#### Selected text:
Mid-term report

2018 has been a very eventful year so far within the digital advertising and technology spaces – and we’re still only halfway through it. With that in mind, Tyrone Stewart takes a look back at everything that’s happened so far, and where we can expect it to go for the rest of the year and beyond.

This year, we’ve witnessed a whole host of incidents including the Facebook and Cambridge Analytica data scandal; deaths involving self-driving cars; more brand safety issues involving the likes of YouTube, and much more. So, in light of all these problems, how is the industry shaping up?

Data scandal
Perhaps the biggest story within the industry this year has been the data scandal involving Facebook and Cambridge Analytica. News of the scandal was broken by a combination of Channel 4, The New York Times, and The Guardian – with all reporting on how Cambridge Analytica had collected the data of around 87m Facebook users without permission back in 2014.

The revelation put pressure on Facebook over the way it handles personal data and caused users on the platform to partake in a #DeleteFacebook campaign. Pressure is also still being piled on by both lawmakers in the US and the UK over the possibility that Cambridge Analytica used the data to target political voters on both sides of the pond.

“Facebook is an incredibly powerful tool with an extraordinary reach, but with this power comes problems,” says Charlie Smith, UK managing director at Blis. “Politicians and consumers lack clarity around Facebooks role in society and in the tech ecosystem, and this means consumers aren’t fully aware of how their data is being used. And politicians have failed to regulate Facebook like other communications industry giants.

#### Complete the following:
1) From the mid-term report on digital advertising, duplicate the part that opens with the words containing "The revelation put" and closes with "of the pond.".
2) Finish out the next part of the mid-term report on digital advertising, picking up after its last sentence.

#### Dataset extract:

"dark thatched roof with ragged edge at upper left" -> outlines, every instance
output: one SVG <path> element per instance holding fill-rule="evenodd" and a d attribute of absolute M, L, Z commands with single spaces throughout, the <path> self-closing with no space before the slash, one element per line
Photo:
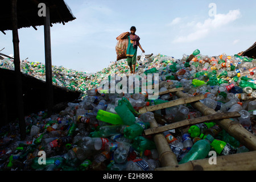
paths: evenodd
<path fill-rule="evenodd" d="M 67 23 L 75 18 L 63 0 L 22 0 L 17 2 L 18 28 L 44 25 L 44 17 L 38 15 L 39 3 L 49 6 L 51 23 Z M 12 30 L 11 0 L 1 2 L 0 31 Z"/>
==
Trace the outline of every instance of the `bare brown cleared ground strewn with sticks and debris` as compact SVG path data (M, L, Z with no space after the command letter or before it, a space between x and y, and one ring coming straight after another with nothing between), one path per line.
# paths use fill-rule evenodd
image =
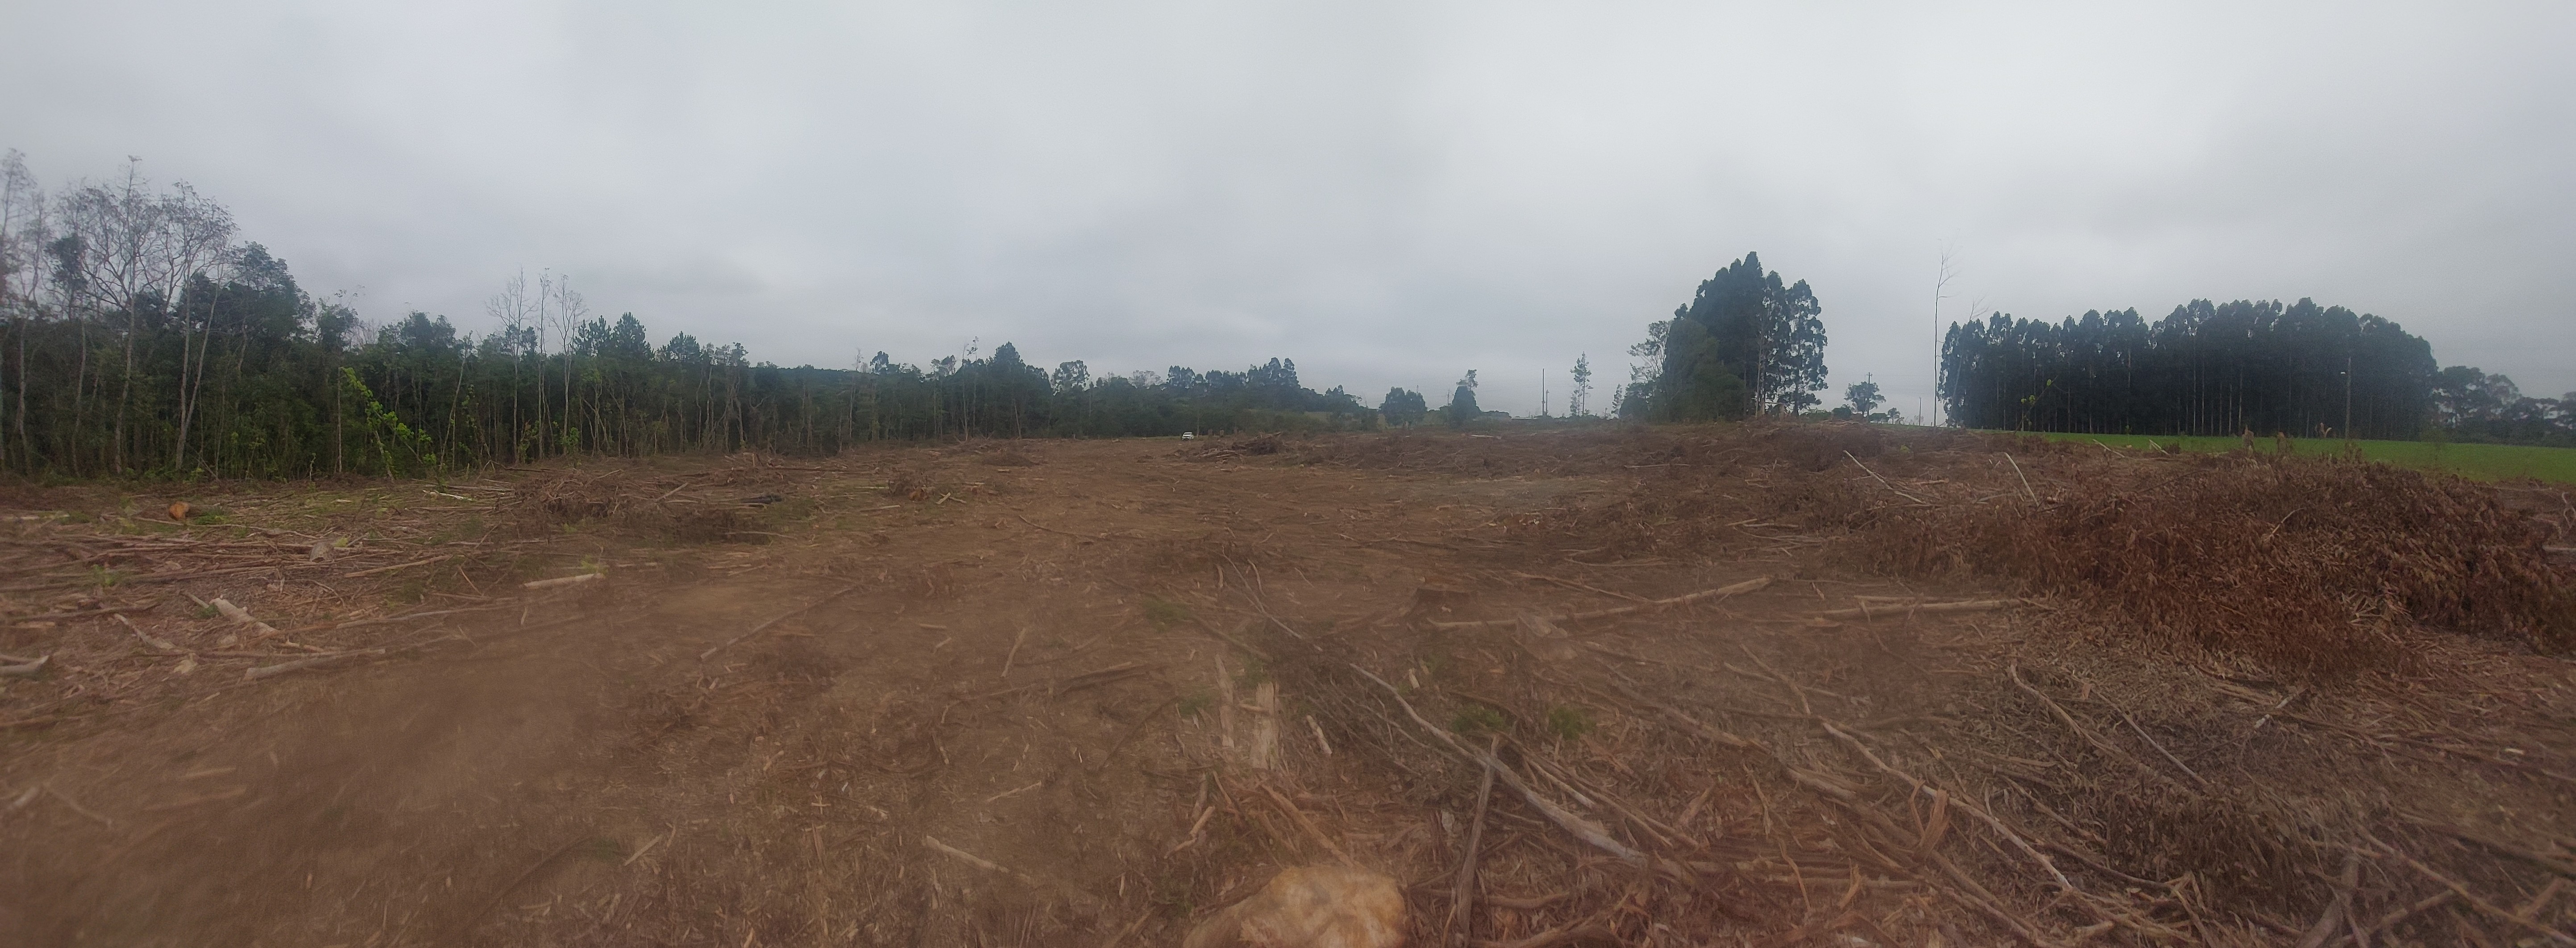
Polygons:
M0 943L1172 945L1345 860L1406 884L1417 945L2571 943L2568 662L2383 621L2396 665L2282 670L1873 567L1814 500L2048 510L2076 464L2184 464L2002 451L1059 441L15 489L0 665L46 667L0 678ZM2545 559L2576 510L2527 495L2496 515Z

#### Exercise results:
1)
The revelation put pressure on Facebook over the way it handles personal data and caused users on the platform to partake in a #DeleteFacebook campaign. Pressure is also still being piled on by both lawmakers in the US and the UK over the possibility that Cambridge Analytica used the data to target political voters on both sides of the pond.

2)
“The solution is clearly some kind of regulatory action. People need to be made aware of what they’re signing up to and what’s happening to their data. Facebook in turn needs to take responsibility for the data they hold.”
With the implementation of the General Data Protection Regulation (GDPR) added to the scandal surrounding Facebook’s handling of data, the social network has begun taking more of this responsibility by putting in place new tools and policies, while providing more of an insight into what it does with people’s data.

“As a result of the Cambridge Analytica scandal, Facebook and a lot of the big advertising agencies will have tightened the strings on their privacy policies, which can only be a good thing,” says Aaron Brooks, co-founder of influencer marketing platform, Vamp.

“Since trust in social media platforms has taken a hit since the Cambridge Analytica scandal, Facebook is being completely explicit about how it will follow the new regulations. Having said that, it won’t change how companies advertise on Facebook because the companies will be responsible for ensuring their own compliance.”

Facebook isn’t the only social media company to have been hit by the scandal – with Twitter also admitting that it sold data access to the Cambridge University researcher who passed on Facebook user data to Cambridge Analytica, Aleksandr Kogan.

With that added to the ongoing issues that all the social platforms have with fake news in general, it can be argued that social media giants have an air of “naivety and arrogance” about them, according to Jon Mundy, freelance ad tech & data specialist.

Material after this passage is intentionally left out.